## [JOB]
Rewrite all the items below, putting "central point" wherever "innermost point" appears and leaving everything else unchanged.

[Stored records]
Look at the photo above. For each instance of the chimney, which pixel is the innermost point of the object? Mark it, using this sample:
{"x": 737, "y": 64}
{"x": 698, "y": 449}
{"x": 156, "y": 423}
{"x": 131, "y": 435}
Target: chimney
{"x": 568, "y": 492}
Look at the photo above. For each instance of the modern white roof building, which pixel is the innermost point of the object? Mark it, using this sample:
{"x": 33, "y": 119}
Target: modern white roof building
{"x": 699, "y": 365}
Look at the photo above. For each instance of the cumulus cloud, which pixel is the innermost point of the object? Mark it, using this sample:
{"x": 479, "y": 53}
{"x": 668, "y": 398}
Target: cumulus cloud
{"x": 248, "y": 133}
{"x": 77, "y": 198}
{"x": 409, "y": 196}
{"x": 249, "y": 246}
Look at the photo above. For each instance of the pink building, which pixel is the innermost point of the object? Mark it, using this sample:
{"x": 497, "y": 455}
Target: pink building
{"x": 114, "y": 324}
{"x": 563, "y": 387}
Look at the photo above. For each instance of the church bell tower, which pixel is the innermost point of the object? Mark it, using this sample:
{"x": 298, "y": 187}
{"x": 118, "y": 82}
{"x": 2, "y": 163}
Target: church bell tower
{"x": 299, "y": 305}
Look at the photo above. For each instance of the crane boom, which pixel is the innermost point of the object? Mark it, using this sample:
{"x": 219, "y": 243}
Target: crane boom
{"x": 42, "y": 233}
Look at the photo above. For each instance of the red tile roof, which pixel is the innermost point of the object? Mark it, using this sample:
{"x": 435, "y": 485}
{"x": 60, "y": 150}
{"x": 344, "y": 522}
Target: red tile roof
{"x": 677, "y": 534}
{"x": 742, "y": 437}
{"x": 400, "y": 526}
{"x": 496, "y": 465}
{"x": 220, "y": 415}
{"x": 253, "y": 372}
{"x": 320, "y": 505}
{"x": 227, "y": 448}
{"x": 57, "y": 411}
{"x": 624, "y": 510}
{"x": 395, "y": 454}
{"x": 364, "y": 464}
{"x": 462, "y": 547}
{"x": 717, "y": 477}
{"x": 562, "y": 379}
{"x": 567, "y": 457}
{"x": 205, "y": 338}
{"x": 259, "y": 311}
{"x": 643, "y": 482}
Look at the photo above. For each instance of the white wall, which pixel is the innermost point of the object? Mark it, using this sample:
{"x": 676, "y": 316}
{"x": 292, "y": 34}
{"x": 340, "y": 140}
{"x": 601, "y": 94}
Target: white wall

## [ANSWER TO THE PROBLEM]
Look at the photo above. For each instance of the chimney, which pixel is the central point of the object? Mark it, using this sample:
{"x": 737, "y": 64}
{"x": 698, "y": 449}
{"x": 156, "y": 423}
{"x": 131, "y": 435}
Target: chimney
{"x": 568, "y": 492}
Look at the photo above. For each instance of the modern white roof building, which pixel is the central point of the object? Mark it, using this sample:
{"x": 33, "y": 119}
Target: modern white roof building
{"x": 699, "y": 365}
Look at the photo above. For each instance of the cumulus cloud, which pixel is the central point of the object? Mark it, using this sample:
{"x": 479, "y": 53}
{"x": 668, "y": 398}
Target: cumulus cloud
{"x": 248, "y": 133}
{"x": 77, "y": 198}
{"x": 409, "y": 196}
{"x": 249, "y": 246}
Look at the photo above. For each instance of the pink building, which pixel is the central point of the object? Mark it, using this sample:
{"x": 497, "y": 455}
Target: pink building
{"x": 114, "y": 324}
{"x": 563, "y": 387}
Look at the photo above. For each instance of the church bell tower, which pixel is the central point of the object? Mark it, using this sample:
{"x": 298, "y": 187}
{"x": 118, "y": 82}
{"x": 2, "y": 163}
Target: church bell tower
{"x": 299, "y": 305}
Look at the photo above. For each instance of the crane boom, which pixel is the central point of the object? Mark it, using this sample:
{"x": 219, "y": 243}
Target: crane boom
{"x": 42, "y": 233}
Look at the photo above. For each instance of the red tile roof, which pixel is the central point of the object? Mark it, using this sample:
{"x": 435, "y": 485}
{"x": 60, "y": 150}
{"x": 344, "y": 522}
Target: red tile roof
{"x": 677, "y": 534}
{"x": 742, "y": 437}
{"x": 400, "y": 526}
{"x": 496, "y": 465}
{"x": 220, "y": 415}
{"x": 253, "y": 372}
{"x": 320, "y": 505}
{"x": 227, "y": 448}
{"x": 57, "y": 411}
{"x": 624, "y": 510}
{"x": 395, "y": 454}
{"x": 364, "y": 464}
{"x": 462, "y": 547}
{"x": 717, "y": 477}
{"x": 562, "y": 379}
{"x": 567, "y": 457}
{"x": 205, "y": 338}
{"x": 259, "y": 311}
{"x": 643, "y": 482}
Look at the photo above. For each instance of the white wall, which pixel is the central point of the object? Mark it, using this sample:
{"x": 676, "y": 316}
{"x": 292, "y": 34}
{"x": 340, "y": 140}
{"x": 601, "y": 94}
Target: white wall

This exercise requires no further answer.